Source text —
I’ve been working on a small project recently. The task seems quite simple at the first glance: to capture a somewhat good quality image for OCR purpose later on. The input device is sort of ID card reader prototype with camera embedded with capturing area about credit card, business card size. The trouble is the camera will be active all time so when no card or document is placed on to the device, it will see the whole wild outside world (think of a ATM machine with camera mounted for face recognition for example. The first problem is to determine whether or not there is a person standing in front the ATM, reliable and robustly).
In my case the similar question is to determine when a valid card has been placed onto the device FULLY and NOT MOVING, THEN grab one image or a couple of images for later processing modules.
I’ve been searching around for similar questions. Some answers are very useful and informative, for example:
image processing to improve tesseract OCR accuracy
Preprocessing image for Tesseract OCR with OpenCV
Image cleaning before OCR application
How can I improve the accuracy of Tesseract OCR?
However, all of them are assuming the capturing job has been done quite decently, meaning there is no motion blur, the valid area of the document or card is captured in its entireness, etc. Although the examples in the above links are indeed quite challenge in itself in terms of usual artefacts (e.g. distortion, uneven exposure, skewed text lines etc.), my trouble is I haven’t even gone that far yet!
So to summarise, I’m looking for existing methods/algorithmic ideas/relevant papers or links on:
- How to determine there is a document or card put on the device?
- How to determine all the valid region of the card is FULLY visible?
Some potentially useful cues I can think of:
- Motion
- Feature points (many many choices but how to use them properly)
- Significant intensity level change when internal camera is coved by card or document.
For the first question, the difficulty is the dynamic background such as passing-by pedestrians, cars, sudden nature light change etc.
For second question, the problem is that the types of the card or document are not fixed, unfortunately - At least I was told so :( This makes the classification solution a bit tricky since no way to collect enough training samples, not to mention the half or quarterly inserted card…

Information given —
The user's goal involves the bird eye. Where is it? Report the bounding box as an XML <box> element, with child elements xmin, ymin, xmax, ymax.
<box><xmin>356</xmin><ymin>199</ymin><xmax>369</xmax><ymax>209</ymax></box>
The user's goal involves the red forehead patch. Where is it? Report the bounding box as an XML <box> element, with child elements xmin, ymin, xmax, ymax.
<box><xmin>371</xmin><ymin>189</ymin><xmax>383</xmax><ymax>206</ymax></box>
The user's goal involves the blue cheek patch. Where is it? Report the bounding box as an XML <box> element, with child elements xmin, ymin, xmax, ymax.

Requirement 1 —
In the card-capture post, roughly how large is the device's capturing area?
Requirement 2 —
Please retype the stretch of the card-capture post from "- How to determine all" through "card or document.".
Requirement 3 —
Why does the card-capture post call a classification approach to the second question tricky?

Finished answer 1 —
It is about the size of a credit card or business card.

Finished answer 2 —
- How to determine all the valid region of the card is FULLY visible?
Some potentially useful cues I can think of:
- Motion
- Feature points (many many choices but how to use them properly)
- Significant intensity level change when internal camera is coved by card or document.

Finished answer 3 —
The types of card or document are not fixed, so there is no way to collect enough training samples. Cards inserted only halfway or a quarter of the way add to the difficulty.